BRIEF 1:
Answer these from the passage on Jupiter's core, one line each:
(a) How far above Jupiter's cloud tops did Juno swoop?
(b) What generates Jupiter's magnetic field?
(c) About how much of Jupiter's radius does its diffuse core spread over?
BRIEF 2: Write a continuation of the passage on Jupiter's fuzzy core, starting right after its last sentence.

::: EXTRACTED TEXT

A solid core of heavier elements—iron, silicon, oxygen, carbon—formed first.

Once this seed got big enough, its gravity pulled in enormous amounts of hydrogen and helium, eventually building the gas giant we see today.

That would leave behind a well-defined, dense core buried deep inside.

Both theories had support.

We knew from earlier missions like Galileo that Jupiter is enriched with heavy elements, so it’s not “just gas.

” We also knew its magnetic field is generated by liquid metallic hydrogen, not a solid iron core like Earth’s.

But the structure of its interior—sharp core or fully mixed gas—remained frustratingly out of reach.

Then Juno arrived…

How Juno Weighed a Planet from Space
Launched in 2011 and in orbit around Jupiter since 2016, Juno carries one of the most precise gravitational instruments ever sent to another world.

Instead of drilling or landing, Juno used something far subtler: tiny changes in its own speed.

As Juno swooped just 4,200 km above Jupiter’s cloud tops in a highly elliptical polar orbit, variations in Jupiter’s gravity tugged on the spacecraft—speeding it up or slowing it down by as little as 0.01 millimetres per second.

Juno continuously sent radio signals back to Earth, and by analysing tiny Doppler shifts in those signals, scientists could map Jupiter’s gravitational field in exquisite detail.

Why gravity? Because gravity is a direct reflection of how mass is distributed inside a planet.

If Jupiter had a small, dense core, its gravity field would look different from that of a world with a diffuse interior.

Juno’s job was to reveal that hidden architecture.

What it found stunned everyone.

The Fuzzy Core: Neither Solid Nor Absent
Juno’s data ruled out both the fully solid and fully coreless models.

Jupiter does have a central concentration of heavy elements—but it is not a compact ball of rock.

Instead, its “core” is:
Diffuse rather than sharply defined

Spread over about half of Jupiter’s radius

Gradually blending into the surrounding hydrogen and helium

This is what scientists mean by a “fuzzy core.

” It’s as if the heavy elements that should form a solid centre are smeared out, mixed deeply into the planet’s interior rather than locked in a tight lump at the bottom.

This discovery created an immediate problem.

If gas giants form around solid cores, how did Jupiter’s core get so diluted?
If gas giants don’t need solid cores, why does Jupiter have any central concentration at all?
For a moment, theorists thought they had an answer.

The Giant Collision That Didn’t Quite Work
One of the first big ideas to explain the fuzziness was dramatic:
Maybe Jupiter used to have a solid core… until something smashed it.

In this scenario, a massive protoplanet—perhaps ten Earth masses or more—slammed into early Jupiter.

The impact would have shattered the solid core and stirred heavy elements upward, mixing them into the surrounding gas and creating the broad, diffuse core we see today.

::::::
::: DATA BLOCK

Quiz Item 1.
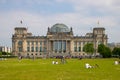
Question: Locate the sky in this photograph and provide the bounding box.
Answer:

::::::

TASK RESULT 1:
(a) 4,200 km
(b) Liquid metallic hydrogen
(c) About half

TASK RESULT 2:
Up to half of Jupiter’s core, some suggested, might even come from this intruding planet.

It was a neat theory.

Too neat.

When scientists ran detailed supercomputer simulations of such a collision, they ran into a problem.

The impact did mix the interior—for a while.

But after the shockwaves faded and Jupiter settled, the heavy materials slowly sank again, re-forming a dense core over time.

The models kept giving the same answer:
You might fuzz the core temporarily, but you can’t keep it that way for billions of years.

The collision explanation couldn’t fully match Juno’s data.

So researchers turned their attention somewhere else…
Right next door.

Saturn’s Rings Whisper the Same Secret
In 2014, astronomers discovered something extraordinary:
waves in Saturn’s rings are caused by oscillations inside Saturn itself, like quakes detected through floating ice.

By combining that “ring seismology” with gravitational data from the Cassini mission, scientists concluded that Saturn, too, has a fuzzy, diffuse core—not a sharp boundary between core and envelope.

Even more importantly, they found that Saturn’s deep interior doesn’t fully convect.

That means heat isn’t rising and mixing all the way through like boiling soup.

Instead, there’s a stable gradient, with heavy elements more concentrated toward the centre but gradually fading outward.

Sound familiar?
It’s exactly the kind of structure Juno is seeing in Jupiter.

Suddenly, the “giant collision” theory looked less like a one-off freak event and more like we were glimpsing a common feature of gas giant interiors.

A New Picture of Gas Giants Is Emerging
The emerging view is that gas giants like Jupiter and Saturn:
Do start with solid or icy cores

Do accrete thick envelopes of gas

But then undergo long-term mixing, diffusion, and partial stratification

Over billions of years, heavy elements may slowly dissolve into the hydrogen-helium envelope, creating a blurred compositional gradient.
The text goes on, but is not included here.